» **What is asked**: Reproduce every item below word for word, leaving out the pictures.
--- Start Information given ---
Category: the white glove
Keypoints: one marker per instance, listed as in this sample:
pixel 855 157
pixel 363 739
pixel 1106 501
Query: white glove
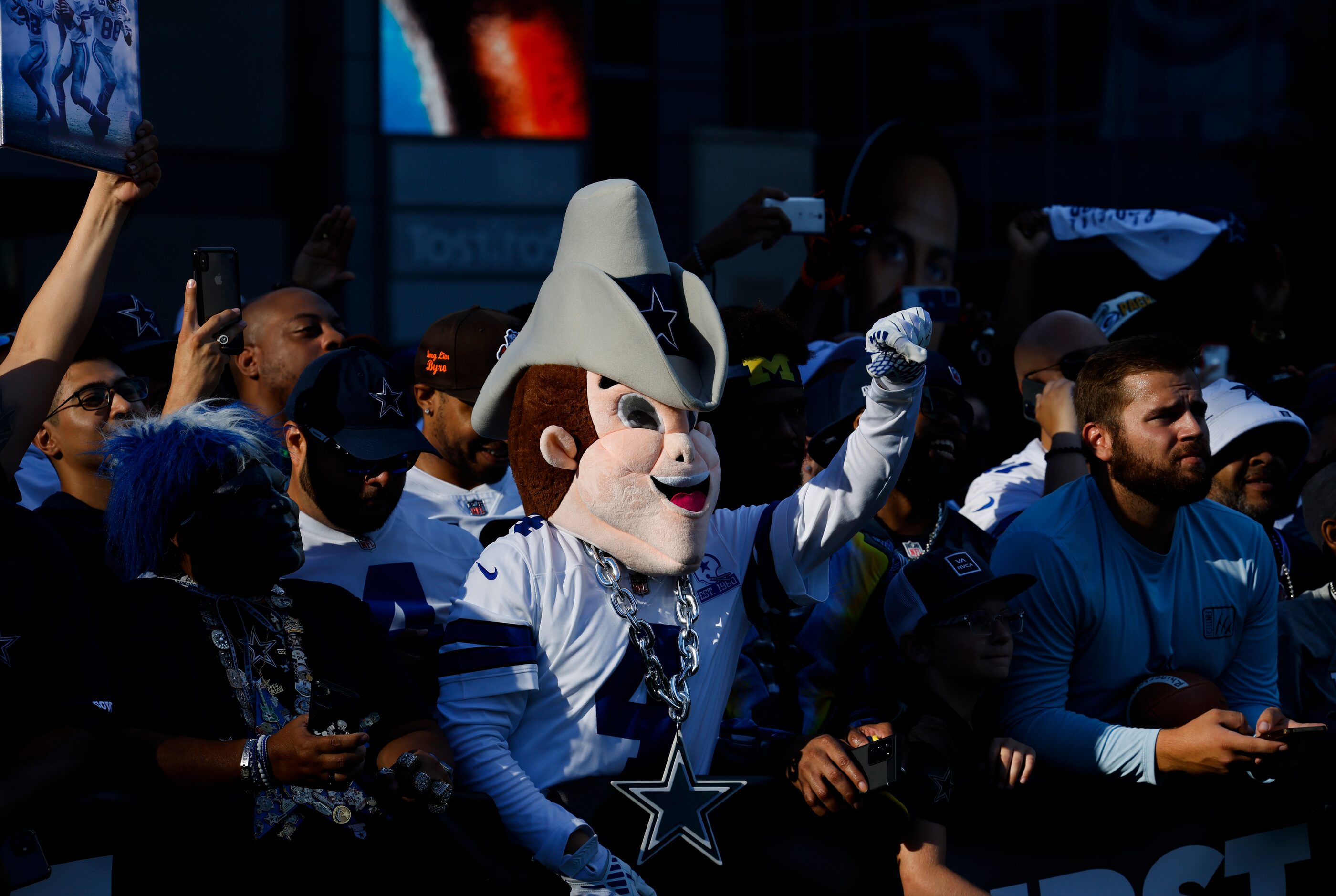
pixel 897 345
pixel 594 871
--- End Information given ---
» **Exercise response**:
Category: the white glove
Keypoints: one marker per instance, listed as in this sample:
pixel 855 157
pixel 363 739
pixel 1106 501
Query: white glove
pixel 897 345
pixel 594 871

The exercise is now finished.